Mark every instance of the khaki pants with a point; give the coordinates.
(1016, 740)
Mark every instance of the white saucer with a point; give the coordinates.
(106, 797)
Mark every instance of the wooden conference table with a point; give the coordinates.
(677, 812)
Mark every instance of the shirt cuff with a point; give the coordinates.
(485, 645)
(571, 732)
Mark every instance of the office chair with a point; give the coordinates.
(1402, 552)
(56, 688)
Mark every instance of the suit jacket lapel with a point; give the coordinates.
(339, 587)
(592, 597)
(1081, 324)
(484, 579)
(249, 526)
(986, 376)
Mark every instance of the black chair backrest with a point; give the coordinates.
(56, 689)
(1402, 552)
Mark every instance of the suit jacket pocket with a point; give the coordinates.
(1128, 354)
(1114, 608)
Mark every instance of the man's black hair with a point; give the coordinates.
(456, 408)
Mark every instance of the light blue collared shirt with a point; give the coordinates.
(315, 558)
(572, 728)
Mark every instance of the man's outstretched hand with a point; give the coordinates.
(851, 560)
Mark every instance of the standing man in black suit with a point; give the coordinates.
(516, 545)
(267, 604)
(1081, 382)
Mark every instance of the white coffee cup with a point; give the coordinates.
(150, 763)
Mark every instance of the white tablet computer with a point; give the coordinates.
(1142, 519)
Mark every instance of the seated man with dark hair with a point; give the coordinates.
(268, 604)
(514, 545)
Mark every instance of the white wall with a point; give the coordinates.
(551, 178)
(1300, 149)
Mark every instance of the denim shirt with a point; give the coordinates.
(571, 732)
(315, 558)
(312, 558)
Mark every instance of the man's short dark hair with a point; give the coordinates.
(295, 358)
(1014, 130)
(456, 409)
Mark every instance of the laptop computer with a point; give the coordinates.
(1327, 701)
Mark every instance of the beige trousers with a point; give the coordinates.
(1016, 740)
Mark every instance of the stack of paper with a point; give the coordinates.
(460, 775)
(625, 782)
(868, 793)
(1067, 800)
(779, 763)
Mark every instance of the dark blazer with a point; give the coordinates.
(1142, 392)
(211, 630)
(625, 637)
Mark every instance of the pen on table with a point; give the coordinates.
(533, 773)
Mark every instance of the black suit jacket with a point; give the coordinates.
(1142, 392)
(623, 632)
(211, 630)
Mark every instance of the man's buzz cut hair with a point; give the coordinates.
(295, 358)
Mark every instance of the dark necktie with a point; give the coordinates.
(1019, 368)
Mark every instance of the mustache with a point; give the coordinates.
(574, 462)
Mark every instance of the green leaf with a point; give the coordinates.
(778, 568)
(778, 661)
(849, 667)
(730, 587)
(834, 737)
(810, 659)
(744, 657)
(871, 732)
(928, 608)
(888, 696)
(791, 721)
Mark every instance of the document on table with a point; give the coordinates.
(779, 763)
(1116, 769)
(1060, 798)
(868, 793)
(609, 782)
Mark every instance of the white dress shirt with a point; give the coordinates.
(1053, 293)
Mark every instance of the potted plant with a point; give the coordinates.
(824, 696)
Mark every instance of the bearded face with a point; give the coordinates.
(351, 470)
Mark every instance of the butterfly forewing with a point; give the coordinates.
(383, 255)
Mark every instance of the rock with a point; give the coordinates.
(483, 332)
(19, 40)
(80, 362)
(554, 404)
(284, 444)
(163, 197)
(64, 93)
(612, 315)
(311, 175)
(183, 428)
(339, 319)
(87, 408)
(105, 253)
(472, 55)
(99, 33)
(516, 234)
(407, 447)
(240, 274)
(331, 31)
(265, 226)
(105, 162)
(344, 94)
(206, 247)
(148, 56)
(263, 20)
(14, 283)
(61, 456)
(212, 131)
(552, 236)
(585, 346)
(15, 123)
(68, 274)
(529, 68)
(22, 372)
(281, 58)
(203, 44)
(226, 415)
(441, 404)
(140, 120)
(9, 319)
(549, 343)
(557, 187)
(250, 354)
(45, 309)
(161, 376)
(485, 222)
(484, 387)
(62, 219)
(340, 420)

- **What you have to do**: Every line above should be written out again exactly as it stands.

- **Exercise solution**:
Mark every instance of the khaki pants with a point; give the coordinates.
(1016, 740)
Mark every instance of the white saucer with a point; give the coordinates.
(106, 797)
Mark every instance of the wooden conference table with a point; give the coordinates.
(677, 812)
Mark every instance of the shirt cuff with a point; give the coordinates.
(485, 645)
(571, 732)
Mark every instance of the office chair with a point; give the coordinates.
(1402, 552)
(56, 688)
Mark every instance of the suit jacket lapel with a point; give the coordinates.
(339, 587)
(592, 597)
(1081, 324)
(484, 579)
(249, 526)
(986, 376)
Mark every instance of the black chair backrest with a point; give the coordinates.
(56, 689)
(1402, 552)
Mark every instance of the suit jacket pocket with a point; give the coordinates.
(1128, 354)
(1114, 608)
Mark every instance of the man's black hair with a point; give the coordinates.
(456, 408)
Mark every instance of the light blue collared shirt with a point; give the coordinates.
(315, 558)
(572, 728)
Mark every instance of the man's outstretched hand with a point; give the coordinates.
(851, 560)
Mark every instance of the standing man in black suit with a point; give the coordinates.
(516, 545)
(267, 604)
(1081, 382)
Mark every instance of the white coffee cup with a point; give the coordinates.
(150, 763)
Mark every instance of the white tablet computer with a point; give the coordinates.
(1142, 519)
Mark every instance of the seated man with dark hair with a point; give the coordinates.
(268, 604)
(514, 545)
Mark every instance of the white wall with a point; give the coordinates.
(551, 178)
(1300, 149)
Mark every instance of the denim shirt with a point; give the coordinates.
(571, 732)
(315, 558)
(312, 558)
Mark every instance of the man's short dark hair with a point; give the coordinates.
(295, 358)
(1014, 130)
(456, 409)
Mark every instance of the laptop computer with a point; give the coordinates.
(1327, 701)
Mark every instance of the beige trousers with a point; give the coordinates.
(1016, 740)
Mark every instance of the stack of paper with a point; give the coordinates.
(460, 775)
(625, 782)
(868, 793)
(1067, 800)
(779, 763)
Mark every instance of the dark blazer with a point; give the coordinates.
(1142, 392)
(211, 630)
(625, 637)
Mark every instance of the pen on table with a point; give the coordinates.
(533, 773)
Mark every instance of the black suit jacket with a point; give the coordinates.
(1142, 392)
(623, 632)
(211, 630)
Mark every instance of the man's buzz cut hair with a point; give the coordinates.
(295, 358)
Mark every instance of the dark necktie with a point; give the coordinates.
(1019, 368)
Mark every instance of the mustache with a point; give the coordinates.
(574, 462)
Mark every instance of the green leaf with a point; give the coordinates.
(778, 568)
(778, 661)
(849, 667)
(730, 587)
(834, 737)
(810, 659)
(744, 657)
(871, 732)
(928, 608)
(888, 696)
(791, 721)
Mark every instance of the document on table with a point; give the coordinates.
(779, 763)
(1116, 769)
(1060, 798)
(868, 793)
(609, 782)
Mark every instance of the white dress shirt with a point; give the coordinates.
(1053, 293)
Mark every instance of the potted plant with a point; give the coordinates.
(824, 696)
Mark every instance of the bearded face with a point; give the coordinates.
(351, 470)
Mark every instance of the butterfly forewing with a point; give the coordinates.
(383, 255)
Mark every instance of the rock with a point; give the coordinates.
(483, 332)
(19, 40)
(80, 362)
(554, 404)
(284, 444)
(163, 197)
(64, 93)
(612, 315)
(311, 175)
(183, 428)
(339, 319)
(87, 408)
(105, 253)
(472, 55)
(99, 33)
(516, 234)
(407, 447)
(240, 274)
(331, 31)
(265, 226)
(105, 162)
(344, 94)
(206, 247)
(148, 56)
(263, 20)
(14, 283)
(61, 456)
(212, 131)
(552, 236)
(585, 346)
(15, 123)
(68, 274)
(529, 68)
(22, 372)
(281, 58)
(203, 44)
(226, 415)
(441, 404)
(140, 120)
(9, 319)
(549, 343)
(557, 187)
(250, 354)
(45, 309)
(161, 376)
(485, 222)
(484, 387)
(62, 219)
(340, 420)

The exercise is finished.